> [Task] Each line from the one containing "Can you see the road" through the last line of the data below is to be written out verbatim, and nothing more.

┌─ Entries provided

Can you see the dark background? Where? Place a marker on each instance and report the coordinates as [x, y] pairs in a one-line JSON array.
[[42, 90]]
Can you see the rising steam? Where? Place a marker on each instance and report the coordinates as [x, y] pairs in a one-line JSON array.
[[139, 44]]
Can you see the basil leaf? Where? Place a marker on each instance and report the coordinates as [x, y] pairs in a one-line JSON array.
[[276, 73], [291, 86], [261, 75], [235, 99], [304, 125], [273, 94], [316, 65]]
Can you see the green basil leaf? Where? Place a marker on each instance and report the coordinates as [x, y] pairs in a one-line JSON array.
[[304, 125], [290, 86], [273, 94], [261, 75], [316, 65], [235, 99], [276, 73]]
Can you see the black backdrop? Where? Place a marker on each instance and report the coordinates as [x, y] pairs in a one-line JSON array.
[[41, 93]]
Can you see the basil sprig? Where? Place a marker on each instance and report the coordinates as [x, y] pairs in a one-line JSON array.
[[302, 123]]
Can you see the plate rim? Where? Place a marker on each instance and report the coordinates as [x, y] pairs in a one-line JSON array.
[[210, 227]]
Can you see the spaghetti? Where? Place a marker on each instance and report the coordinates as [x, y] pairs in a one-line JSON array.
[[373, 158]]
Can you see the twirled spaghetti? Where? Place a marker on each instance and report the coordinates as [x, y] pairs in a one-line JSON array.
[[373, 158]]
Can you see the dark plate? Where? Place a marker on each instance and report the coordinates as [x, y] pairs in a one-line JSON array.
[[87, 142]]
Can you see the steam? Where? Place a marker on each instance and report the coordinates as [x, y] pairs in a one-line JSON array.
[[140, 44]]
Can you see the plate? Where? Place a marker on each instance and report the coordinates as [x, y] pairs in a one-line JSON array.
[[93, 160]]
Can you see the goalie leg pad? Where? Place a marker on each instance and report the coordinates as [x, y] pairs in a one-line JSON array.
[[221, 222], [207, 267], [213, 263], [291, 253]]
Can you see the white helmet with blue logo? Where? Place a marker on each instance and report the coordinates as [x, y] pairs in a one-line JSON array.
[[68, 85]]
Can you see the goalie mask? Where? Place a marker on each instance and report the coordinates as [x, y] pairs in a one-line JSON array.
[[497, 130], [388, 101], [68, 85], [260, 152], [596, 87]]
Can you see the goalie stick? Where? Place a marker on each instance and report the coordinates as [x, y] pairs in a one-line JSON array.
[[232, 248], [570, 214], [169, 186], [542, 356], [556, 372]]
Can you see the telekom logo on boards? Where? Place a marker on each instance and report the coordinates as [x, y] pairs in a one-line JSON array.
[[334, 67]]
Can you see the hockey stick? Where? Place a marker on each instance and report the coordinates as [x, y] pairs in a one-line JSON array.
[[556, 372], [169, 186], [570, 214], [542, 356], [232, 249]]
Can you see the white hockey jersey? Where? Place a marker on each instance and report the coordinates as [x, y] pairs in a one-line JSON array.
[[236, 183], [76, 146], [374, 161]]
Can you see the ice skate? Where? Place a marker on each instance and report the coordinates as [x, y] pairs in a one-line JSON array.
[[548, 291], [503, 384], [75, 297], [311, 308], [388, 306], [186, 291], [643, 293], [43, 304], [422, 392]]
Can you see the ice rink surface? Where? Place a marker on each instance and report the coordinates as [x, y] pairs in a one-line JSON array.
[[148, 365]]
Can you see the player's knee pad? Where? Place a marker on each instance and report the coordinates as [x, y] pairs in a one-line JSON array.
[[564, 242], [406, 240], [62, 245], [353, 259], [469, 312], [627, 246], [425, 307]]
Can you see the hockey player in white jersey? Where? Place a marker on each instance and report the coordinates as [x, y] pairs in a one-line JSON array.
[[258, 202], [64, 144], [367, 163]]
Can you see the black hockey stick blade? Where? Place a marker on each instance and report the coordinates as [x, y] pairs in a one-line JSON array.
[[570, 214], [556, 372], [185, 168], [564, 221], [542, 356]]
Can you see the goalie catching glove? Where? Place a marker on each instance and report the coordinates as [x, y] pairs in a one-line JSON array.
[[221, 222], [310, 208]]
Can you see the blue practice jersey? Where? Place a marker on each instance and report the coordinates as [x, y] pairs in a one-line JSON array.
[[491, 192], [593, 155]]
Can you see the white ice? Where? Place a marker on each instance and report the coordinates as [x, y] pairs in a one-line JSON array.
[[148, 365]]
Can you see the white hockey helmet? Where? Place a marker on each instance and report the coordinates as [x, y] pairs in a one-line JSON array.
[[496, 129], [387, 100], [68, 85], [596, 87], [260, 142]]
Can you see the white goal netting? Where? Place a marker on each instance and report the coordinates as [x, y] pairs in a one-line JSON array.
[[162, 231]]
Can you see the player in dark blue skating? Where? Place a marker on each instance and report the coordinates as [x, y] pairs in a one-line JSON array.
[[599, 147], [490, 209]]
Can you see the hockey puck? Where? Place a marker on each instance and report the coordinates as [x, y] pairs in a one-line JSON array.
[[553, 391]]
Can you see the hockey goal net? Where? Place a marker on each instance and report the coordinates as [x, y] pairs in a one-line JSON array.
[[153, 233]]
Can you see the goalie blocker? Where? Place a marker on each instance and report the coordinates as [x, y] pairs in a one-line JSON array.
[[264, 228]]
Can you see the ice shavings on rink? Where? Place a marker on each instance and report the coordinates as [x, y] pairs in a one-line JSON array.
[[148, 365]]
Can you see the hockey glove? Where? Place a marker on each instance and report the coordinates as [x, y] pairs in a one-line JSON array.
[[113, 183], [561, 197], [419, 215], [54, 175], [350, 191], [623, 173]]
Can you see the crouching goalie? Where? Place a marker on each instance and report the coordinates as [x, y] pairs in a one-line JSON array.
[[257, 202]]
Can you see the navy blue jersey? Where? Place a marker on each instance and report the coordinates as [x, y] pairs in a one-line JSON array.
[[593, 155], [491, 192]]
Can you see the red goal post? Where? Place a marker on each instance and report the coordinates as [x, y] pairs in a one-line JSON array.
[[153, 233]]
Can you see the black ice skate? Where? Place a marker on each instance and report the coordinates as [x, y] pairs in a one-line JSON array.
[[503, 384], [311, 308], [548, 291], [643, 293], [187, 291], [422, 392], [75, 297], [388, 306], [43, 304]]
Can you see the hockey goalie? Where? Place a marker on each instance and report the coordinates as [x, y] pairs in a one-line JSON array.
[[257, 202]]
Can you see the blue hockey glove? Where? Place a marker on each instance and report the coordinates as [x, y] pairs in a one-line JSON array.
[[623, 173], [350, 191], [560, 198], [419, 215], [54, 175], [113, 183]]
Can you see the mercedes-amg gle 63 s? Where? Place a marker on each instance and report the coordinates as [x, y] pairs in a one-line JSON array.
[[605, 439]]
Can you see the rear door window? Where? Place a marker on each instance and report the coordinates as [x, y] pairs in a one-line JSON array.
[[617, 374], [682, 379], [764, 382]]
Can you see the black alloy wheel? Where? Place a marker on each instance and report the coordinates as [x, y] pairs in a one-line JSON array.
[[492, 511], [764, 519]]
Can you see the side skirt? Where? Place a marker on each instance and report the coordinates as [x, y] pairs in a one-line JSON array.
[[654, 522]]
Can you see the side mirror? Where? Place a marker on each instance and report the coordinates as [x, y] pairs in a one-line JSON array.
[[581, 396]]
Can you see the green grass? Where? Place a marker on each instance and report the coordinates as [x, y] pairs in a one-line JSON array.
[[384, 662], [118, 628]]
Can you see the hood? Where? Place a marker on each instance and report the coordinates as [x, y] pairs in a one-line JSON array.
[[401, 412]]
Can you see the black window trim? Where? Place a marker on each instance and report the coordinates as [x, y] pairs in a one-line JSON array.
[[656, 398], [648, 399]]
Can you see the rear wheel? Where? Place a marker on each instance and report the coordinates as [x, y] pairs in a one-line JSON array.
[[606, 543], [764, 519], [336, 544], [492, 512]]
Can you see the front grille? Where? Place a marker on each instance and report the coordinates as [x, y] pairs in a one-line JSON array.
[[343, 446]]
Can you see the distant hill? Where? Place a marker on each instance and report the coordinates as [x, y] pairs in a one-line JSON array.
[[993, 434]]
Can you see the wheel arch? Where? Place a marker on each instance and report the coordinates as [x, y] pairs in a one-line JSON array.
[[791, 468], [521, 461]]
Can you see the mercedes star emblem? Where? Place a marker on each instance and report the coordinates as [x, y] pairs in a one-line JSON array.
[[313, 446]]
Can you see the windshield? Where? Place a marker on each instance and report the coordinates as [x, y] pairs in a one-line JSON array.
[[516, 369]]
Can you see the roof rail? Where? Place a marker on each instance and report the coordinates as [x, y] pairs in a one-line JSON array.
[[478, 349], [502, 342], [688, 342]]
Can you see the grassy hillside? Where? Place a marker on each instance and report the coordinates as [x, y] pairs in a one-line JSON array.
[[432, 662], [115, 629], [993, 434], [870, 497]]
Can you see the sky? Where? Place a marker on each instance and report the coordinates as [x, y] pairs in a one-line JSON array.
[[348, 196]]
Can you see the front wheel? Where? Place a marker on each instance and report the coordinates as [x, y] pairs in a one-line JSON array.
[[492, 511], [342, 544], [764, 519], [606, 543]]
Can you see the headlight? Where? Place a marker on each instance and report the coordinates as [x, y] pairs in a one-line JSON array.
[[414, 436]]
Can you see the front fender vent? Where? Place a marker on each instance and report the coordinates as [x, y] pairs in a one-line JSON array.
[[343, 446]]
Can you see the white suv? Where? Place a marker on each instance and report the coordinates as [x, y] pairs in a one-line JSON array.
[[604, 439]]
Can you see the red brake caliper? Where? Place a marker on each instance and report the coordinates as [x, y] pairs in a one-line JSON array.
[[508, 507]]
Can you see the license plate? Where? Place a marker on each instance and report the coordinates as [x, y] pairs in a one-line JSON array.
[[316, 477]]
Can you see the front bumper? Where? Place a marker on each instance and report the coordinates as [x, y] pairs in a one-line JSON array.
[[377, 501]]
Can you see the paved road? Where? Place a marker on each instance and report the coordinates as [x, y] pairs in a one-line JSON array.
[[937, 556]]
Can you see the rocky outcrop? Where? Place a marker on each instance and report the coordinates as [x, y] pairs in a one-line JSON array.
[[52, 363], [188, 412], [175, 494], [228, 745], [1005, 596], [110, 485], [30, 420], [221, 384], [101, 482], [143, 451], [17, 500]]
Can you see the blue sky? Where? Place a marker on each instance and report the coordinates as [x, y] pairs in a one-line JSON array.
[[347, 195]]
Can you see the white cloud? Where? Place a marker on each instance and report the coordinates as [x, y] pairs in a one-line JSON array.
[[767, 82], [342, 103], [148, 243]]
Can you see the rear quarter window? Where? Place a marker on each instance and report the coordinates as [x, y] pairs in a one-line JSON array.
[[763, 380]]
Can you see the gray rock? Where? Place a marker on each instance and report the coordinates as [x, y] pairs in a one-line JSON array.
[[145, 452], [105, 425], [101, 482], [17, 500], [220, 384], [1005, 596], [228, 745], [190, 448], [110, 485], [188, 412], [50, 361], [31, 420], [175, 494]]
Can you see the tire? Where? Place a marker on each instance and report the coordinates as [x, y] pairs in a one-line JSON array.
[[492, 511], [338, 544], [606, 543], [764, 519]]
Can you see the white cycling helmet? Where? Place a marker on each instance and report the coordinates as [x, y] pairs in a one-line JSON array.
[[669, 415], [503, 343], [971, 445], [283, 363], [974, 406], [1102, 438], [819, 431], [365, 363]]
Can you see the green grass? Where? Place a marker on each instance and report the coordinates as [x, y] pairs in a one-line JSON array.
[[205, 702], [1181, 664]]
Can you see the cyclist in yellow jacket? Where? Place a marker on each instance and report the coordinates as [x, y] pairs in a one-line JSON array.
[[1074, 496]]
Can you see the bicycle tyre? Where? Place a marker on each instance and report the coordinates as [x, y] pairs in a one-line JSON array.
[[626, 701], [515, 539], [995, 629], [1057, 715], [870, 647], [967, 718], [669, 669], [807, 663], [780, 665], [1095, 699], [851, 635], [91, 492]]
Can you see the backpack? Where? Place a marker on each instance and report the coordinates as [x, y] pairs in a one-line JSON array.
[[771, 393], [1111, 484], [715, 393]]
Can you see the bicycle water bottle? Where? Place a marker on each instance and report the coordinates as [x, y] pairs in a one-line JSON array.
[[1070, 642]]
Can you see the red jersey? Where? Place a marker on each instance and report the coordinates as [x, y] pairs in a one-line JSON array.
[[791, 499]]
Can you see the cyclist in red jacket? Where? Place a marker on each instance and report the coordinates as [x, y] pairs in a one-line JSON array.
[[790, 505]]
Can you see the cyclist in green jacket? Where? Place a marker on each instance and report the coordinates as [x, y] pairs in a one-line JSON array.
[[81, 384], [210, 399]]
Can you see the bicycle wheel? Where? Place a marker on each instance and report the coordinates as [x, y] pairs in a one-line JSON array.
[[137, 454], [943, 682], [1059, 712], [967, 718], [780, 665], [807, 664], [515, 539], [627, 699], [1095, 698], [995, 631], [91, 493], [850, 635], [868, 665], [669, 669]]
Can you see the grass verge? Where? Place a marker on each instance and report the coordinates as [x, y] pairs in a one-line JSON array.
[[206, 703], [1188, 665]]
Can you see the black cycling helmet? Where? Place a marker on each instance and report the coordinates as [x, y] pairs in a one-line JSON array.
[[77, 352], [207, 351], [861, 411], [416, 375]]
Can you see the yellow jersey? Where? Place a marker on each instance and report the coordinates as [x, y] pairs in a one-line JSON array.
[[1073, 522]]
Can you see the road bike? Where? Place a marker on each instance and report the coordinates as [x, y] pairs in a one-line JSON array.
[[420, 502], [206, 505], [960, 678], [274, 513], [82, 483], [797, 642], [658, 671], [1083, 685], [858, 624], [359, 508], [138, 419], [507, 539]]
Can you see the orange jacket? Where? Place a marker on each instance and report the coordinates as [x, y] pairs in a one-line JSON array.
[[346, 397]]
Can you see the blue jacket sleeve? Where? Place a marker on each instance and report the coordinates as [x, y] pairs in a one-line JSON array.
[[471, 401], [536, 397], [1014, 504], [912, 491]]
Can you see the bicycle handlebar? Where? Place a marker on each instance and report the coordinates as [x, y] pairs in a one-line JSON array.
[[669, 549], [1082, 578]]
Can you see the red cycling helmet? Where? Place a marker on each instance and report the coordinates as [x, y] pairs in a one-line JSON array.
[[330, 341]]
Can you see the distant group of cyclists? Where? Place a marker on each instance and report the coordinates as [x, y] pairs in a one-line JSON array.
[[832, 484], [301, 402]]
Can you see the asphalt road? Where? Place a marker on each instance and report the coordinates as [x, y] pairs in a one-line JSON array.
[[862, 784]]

└─

> [Exercise solution]
Can you see the road bike? Where? Place a marker on each instance and report the coordinates as [x, y] pairs in a one-line JSON array.
[[420, 502], [206, 505], [960, 678], [274, 513], [82, 483], [797, 642], [658, 671], [1083, 685], [858, 624], [359, 508], [138, 419], [507, 539]]
Can you see the orange jacket? Where? Place a marker on each instance and report the coordinates as [x, y] pairs in a one-line JSON array.
[[346, 397]]
Can you see the blue jacket sleeve? Where? Place a marker on each instance and report the coordinates as [x, y] pairs in a one-line JSON array.
[[471, 401], [536, 397], [1014, 504], [912, 491]]
Can you see the bicycle handlebar? Where? Place a marker on each instance and report the coordinates as [x, y] pairs in a one-line JSON array.
[[669, 549], [1082, 578]]
Can you see the red cycling helmet? Where? Place a marker on each instance and report the coordinates as [x, y] pairs in a one-line JSON array.
[[330, 341]]
Can you see the distant group of cyclists? Where? Place a marker on each instance and report the coordinates as [x, y] pairs in a one-line JSON array.
[[832, 484], [301, 402]]
Can you see the asphalt road? Where? Place a marker on each instance and report the coordinates as [x, y] pairs in a one-line JSON array.
[[862, 784]]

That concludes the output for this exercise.